Accepter de montrer une faiblesse n’est pas dans la culture du militaire. Aux États-Unis, ces mêmes questions se sont posées, notamment avec les vétérans de la guerre du Vietnam, et il semble qu’elles soient l’objet d’une meilleure prise en charge. En France, si le soldat se sent mal, il peut appeler un numéro vert, bénéficier du soutien d’un psychologue et de séances d’EMDR (eye movement desenitization and reprocessing / retraitement de l’information traumatique par les mouvements oculaires) qui fait appel aux capacités d’autoguérison. Mais cet arsenal thérapeutique ne fonctionne pas avec tous les patients.
Rapidement certains soldats se tournent vers l’alcool ou d’autres drogues, des plus douces au plus dures. Ils tentent aussi les thérapies alternatives, comme la sophrologie ou l’hypnose, qui ne sont pas reconnues et donc non remboursées. Benjamin évoque le budget considérable qu’il doit engager dans ces accompagnements complémentaires.
Victimes collatérales, les membres de la famille perdent pied et ne savent pas comment réagir face à cette détresse qui détruit leur quotidien. L’autre a changé, on ne le reconnait pas : la légèreté et l’insouciance ont disparu et avec elles, la joie de vivre et la confiance dans l’avenir. La vie des parents, des conjoints, des enfants, devient de plus en plus difficile. Chacun doit s’adapter pour affronter cette situation nouvelle et inattendue. Ni eux, ni le soldat, n’ont été préparés à cette forme de blessure. Jérémy Lempin pense qu’il serait utile que d’anciens militaires, atteints de ce syndrome, puisse rencontrer les nouvelles recrues pour qu’elles s’y préparent et puissent identifier rapidement l’arrivée éventuelle des premiers symptômes et ainsi améliorer leur prise en charge. Mélanie confirme : « C’est une vraie descente et plus on attend, plus c’est ancré ».

◆ Données fournies:
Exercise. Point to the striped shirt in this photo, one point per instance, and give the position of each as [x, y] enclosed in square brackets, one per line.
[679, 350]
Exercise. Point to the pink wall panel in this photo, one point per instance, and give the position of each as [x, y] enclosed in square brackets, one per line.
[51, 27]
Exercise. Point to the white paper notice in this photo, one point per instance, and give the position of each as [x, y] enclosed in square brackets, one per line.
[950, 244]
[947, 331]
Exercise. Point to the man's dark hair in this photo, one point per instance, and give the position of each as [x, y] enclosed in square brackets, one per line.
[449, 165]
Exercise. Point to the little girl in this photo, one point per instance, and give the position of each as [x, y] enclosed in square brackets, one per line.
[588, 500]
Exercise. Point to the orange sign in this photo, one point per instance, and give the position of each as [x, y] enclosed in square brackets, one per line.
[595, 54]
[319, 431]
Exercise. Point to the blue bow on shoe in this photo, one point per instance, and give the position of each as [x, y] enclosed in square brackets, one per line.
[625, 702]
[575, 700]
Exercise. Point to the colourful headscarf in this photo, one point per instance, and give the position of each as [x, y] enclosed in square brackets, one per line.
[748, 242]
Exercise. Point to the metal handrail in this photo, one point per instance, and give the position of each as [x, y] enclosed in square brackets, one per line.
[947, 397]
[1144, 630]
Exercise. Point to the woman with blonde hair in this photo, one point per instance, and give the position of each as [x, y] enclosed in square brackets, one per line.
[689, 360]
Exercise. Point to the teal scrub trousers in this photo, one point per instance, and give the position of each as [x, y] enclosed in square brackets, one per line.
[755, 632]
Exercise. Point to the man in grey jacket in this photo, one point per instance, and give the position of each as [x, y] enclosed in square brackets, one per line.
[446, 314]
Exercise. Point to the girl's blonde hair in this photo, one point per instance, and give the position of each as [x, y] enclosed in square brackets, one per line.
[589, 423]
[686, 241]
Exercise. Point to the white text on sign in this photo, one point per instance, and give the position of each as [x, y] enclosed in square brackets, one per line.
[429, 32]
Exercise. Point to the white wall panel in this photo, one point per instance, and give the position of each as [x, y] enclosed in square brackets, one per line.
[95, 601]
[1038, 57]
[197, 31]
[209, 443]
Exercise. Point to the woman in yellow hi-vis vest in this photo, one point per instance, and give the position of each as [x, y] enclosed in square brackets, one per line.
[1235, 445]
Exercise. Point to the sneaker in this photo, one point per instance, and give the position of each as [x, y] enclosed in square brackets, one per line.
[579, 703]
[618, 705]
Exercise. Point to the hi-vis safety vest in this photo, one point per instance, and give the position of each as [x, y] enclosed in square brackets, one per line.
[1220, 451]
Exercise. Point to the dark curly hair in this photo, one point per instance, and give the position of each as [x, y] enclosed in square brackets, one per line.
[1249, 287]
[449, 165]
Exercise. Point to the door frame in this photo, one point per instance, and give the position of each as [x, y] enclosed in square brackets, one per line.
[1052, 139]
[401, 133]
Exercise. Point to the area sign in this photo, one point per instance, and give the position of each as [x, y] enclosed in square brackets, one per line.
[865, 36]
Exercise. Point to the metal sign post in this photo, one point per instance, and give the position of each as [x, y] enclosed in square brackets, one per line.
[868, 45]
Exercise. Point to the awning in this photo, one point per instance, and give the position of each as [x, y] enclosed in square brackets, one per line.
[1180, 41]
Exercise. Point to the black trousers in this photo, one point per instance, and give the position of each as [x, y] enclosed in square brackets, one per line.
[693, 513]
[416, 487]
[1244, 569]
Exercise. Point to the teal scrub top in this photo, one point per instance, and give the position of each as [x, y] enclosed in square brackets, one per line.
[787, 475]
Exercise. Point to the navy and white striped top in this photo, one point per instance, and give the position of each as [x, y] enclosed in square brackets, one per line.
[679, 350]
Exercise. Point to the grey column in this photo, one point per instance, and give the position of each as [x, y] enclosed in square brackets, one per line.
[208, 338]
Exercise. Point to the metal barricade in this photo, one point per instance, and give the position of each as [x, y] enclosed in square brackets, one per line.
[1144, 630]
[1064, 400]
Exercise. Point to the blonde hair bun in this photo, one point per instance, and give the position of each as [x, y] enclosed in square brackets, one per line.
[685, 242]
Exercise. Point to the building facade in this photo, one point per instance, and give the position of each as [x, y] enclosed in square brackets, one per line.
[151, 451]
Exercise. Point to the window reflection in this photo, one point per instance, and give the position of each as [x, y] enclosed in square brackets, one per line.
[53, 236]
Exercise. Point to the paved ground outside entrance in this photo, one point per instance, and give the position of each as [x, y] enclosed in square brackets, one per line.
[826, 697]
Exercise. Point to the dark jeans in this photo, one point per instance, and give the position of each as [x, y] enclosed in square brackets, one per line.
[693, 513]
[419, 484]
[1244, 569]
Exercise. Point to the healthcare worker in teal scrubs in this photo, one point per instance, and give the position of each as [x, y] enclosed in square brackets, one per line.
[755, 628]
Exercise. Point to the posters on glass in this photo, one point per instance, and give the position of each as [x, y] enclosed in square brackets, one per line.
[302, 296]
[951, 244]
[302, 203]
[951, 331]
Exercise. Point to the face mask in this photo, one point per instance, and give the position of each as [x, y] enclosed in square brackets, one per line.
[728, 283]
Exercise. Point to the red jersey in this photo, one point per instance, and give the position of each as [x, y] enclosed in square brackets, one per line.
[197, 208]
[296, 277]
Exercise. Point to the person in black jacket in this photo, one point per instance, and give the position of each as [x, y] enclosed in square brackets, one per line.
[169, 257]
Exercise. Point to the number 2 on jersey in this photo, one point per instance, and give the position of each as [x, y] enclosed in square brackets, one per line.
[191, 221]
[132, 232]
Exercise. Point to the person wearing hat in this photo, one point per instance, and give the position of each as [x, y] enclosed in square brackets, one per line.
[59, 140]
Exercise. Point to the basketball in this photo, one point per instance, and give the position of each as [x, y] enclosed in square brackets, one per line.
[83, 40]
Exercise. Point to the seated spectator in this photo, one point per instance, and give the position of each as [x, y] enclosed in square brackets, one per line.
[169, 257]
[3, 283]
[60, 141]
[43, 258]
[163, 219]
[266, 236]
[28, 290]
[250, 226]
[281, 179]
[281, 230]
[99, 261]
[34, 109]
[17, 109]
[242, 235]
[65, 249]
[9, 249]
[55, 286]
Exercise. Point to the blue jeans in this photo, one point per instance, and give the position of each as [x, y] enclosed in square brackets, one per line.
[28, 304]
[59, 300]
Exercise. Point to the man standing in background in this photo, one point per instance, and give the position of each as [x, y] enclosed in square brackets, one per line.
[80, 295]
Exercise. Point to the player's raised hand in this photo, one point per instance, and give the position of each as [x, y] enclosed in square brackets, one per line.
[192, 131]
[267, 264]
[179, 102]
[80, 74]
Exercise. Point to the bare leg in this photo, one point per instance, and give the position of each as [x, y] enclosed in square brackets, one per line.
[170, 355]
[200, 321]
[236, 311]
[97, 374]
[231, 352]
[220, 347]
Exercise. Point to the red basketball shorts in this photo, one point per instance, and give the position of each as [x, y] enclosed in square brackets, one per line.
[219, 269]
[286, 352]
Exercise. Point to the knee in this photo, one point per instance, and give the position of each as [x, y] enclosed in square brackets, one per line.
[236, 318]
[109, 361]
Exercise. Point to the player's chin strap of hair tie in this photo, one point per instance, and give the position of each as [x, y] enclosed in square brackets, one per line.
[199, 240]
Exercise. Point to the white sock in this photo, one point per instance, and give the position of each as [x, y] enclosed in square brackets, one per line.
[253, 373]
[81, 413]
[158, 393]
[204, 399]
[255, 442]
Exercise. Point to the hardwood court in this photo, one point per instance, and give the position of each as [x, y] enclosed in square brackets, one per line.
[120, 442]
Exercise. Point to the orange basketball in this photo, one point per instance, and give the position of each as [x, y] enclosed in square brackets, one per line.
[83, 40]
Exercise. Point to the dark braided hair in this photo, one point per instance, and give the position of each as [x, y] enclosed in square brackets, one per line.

◆ Consigne de travail A:
D'après l'extrait du document, quelles thérapies alternatives certains soldats essaient-ils ?
◆ Consigne de travail B:
Rédigez la suite de l'extrait du document, consacré à la détresse des soldats et de leurs proches, à partir de sa dernière phrase.

◆ Espace de réponse A:
La sophrologie ou l'hypnose.

◆ Espace de réponse B:
Le service de santé des armées rechigne à communiquer le nombre de soldats en cours de traitement en évoquant une forme de « secret défense » face à une « information capable de servir les troupes ennemies ». Jérémy Lempin parvient finalement à celui de 800 hommes et femmes reconnus comme victimes d’un État de Stress Post-Traumatique. Ce chiffre lui parait néanmoins faible face au nombre de troupes engagées dans les interventions françaises lors de ces vingt dernières années au Mali, en Afghanistan, en Irak, en Centrafrique, etc…
Derrière cette question se pose aussi celle de la visibilité de l’engagement des armées françaises dans des conflits lointains. La France est en guerre, de manière continue, ici ou là. Quels que soient les intérêts défendus loin de l’hexagone et les débats sur leur légitimité. La mort de militaires en opération rappelle régulièrement cet état de fait. La Nation rend alors des hommages solennels. Jérémy Lempin en évoque l’importance et la nécessité mais regrette que les militaires français ne bénéficient pas du même soutien de la population que celui qui est accordé aux soldats d’autres armées comme celles des États-Unis ou du Canada. Son travail sur ces hommes et femmes blessés loin du territoire national est une façon de mettre en lumière la réalité de leur engagement et les différentes manières pour un militaire de « mourir » en mission.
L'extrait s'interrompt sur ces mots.